§ Data for this task
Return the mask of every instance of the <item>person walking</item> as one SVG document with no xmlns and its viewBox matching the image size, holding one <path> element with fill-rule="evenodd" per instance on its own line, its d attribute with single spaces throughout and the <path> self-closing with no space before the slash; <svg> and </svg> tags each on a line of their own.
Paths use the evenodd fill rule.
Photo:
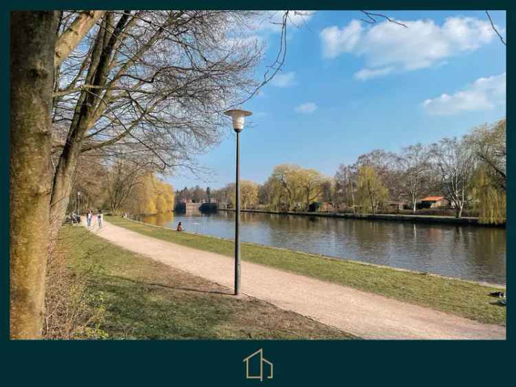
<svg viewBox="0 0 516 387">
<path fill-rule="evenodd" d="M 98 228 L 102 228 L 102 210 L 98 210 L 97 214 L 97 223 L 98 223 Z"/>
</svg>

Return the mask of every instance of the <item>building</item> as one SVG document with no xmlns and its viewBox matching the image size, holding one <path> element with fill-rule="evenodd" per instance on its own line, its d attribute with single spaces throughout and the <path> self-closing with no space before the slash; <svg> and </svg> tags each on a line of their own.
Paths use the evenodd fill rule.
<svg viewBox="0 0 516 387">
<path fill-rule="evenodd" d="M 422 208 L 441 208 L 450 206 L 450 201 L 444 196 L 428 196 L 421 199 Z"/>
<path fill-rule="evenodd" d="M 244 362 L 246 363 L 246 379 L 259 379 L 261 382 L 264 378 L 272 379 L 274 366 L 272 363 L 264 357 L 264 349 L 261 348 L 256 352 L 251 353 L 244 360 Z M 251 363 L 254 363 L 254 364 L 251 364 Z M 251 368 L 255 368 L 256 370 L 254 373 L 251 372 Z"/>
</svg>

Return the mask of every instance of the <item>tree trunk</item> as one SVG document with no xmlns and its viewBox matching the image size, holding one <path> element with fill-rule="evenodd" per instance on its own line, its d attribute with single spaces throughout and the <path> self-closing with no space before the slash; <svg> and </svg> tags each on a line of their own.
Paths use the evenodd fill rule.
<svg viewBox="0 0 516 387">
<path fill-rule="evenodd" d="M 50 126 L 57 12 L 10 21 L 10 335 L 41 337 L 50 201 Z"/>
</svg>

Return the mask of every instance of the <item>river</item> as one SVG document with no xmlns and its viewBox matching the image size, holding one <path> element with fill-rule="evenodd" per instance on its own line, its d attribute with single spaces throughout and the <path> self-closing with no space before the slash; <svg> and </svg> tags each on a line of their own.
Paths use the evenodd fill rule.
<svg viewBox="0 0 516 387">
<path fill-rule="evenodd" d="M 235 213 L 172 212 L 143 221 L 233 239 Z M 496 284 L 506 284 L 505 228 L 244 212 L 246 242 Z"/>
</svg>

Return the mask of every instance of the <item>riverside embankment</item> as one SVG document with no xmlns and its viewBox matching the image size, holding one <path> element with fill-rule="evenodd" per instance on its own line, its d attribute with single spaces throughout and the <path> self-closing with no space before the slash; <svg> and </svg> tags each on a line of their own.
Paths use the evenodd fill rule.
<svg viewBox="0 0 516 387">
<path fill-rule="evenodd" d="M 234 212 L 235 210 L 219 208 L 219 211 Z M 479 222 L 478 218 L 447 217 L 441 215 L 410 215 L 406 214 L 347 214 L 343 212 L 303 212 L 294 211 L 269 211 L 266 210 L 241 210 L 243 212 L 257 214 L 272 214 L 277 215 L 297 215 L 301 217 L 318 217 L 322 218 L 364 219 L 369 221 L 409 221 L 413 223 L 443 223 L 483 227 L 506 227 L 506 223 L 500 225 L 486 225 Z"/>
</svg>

§ Your instructions
Reproduce all of the records above line for line, without any changes, but leave out the pictures.

§ Exercise output
Return the mask of every instance of the <item>person walking</item> as one SVG document with no xmlns and its viewBox matching the image size, holding one <path> element with fill-rule="evenodd" per instance on its own line, its d attribute with single spaces throughout and the <path> self-closing with no space before the slash; <svg> and </svg> tags each on a line of their own.
Paths use the evenodd fill rule.
Photo:
<svg viewBox="0 0 516 387">
<path fill-rule="evenodd" d="M 98 228 L 102 228 L 102 210 L 98 210 L 97 214 L 97 223 L 98 223 Z"/>
</svg>

Return the mask of every instance of the <item>building</item> as one SVG document with no xmlns and its viewBox matching the image size, holding one <path> element with fill-rule="evenodd" per instance on its own line, its d attribute with single spaces throughout and the <path> self-closing with no space before the slash; <svg> and </svg> tags each on a line of their own.
Paths use the evenodd fill rule.
<svg viewBox="0 0 516 387">
<path fill-rule="evenodd" d="M 422 208 L 441 208 L 450 206 L 450 201 L 444 196 L 428 196 L 421 199 Z"/>
<path fill-rule="evenodd" d="M 244 362 L 246 363 L 246 379 L 259 379 L 261 382 L 264 378 L 272 379 L 274 366 L 272 363 L 264 357 L 264 349 L 261 348 L 256 352 L 251 353 L 244 360 Z M 251 363 L 254 363 L 254 364 L 251 364 Z M 251 368 L 255 368 L 256 370 L 254 373 L 251 372 Z"/>
</svg>

Return the mask of every instance of the <item>tree trunk</item> as one SVG document with no xmlns and its viewBox matching the image size, holding one <path> element with fill-rule="evenodd" per instance on its own line, its d attribute with single spaces throughout and the <path> self-closing with no space before the slash; <svg> and </svg> tags each on a line of their own.
Paths use the evenodd fill rule.
<svg viewBox="0 0 516 387">
<path fill-rule="evenodd" d="M 50 126 L 57 12 L 10 21 L 10 335 L 41 337 L 50 201 Z"/>
</svg>

Return the mask of every instance of the <item>river</item> as one SVG document with no xmlns and its viewBox matching the image size, holding one <path> element with fill-rule="evenodd" per instance on its own line, its d attribute with single spaces throughout and the <path> self-closing with no space before the slash; <svg> and </svg> tags each on a line of their own.
Paths use the evenodd fill rule.
<svg viewBox="0 0 516 387">
<path fill-rule="evenodd" d="M 235 213 L 172 212 L 143 221 L 233 239 Z M 496 284 L 506 284 L 505 228 L 244 212 L 246 242 Z"/>
</svg>

Return the mask of every instance of the <item>riverside embankment</item> as one SVG document with no xmlns and its viewBox matching the image size, holding one <path> element with fill-rule="evenodd" per instance on its own line, its d attribute with single spaces throughout and the <path> self-closing with no space before the slash; <svg> and </svg> tags each on a line of their own.
Paths use the evenodd fill rule.
<svg viewBox="0 0 516 387">
<path fill-rule="evenodd" d="M 234 212 L 235 210 L 219 208 L 219 211 Z M 479 222 L 478 218 L 447 217 L 441 215 L 410 215 L 406 214 L 347 214 L 343 212 L 303 212 L 294 211 L 269 211 L 266 210 L 241 210 L 243 212 L 257 214 L 272 214 L 277 215 L 297 215 L 301 217 L 318 217 L 322 218 L 364 219 L 369 221 L 409 221 L 413 223 L 443 223 L 483 227 L 506 227 L 506 223 L 500 225 L 486 225 Z"/>
</svg>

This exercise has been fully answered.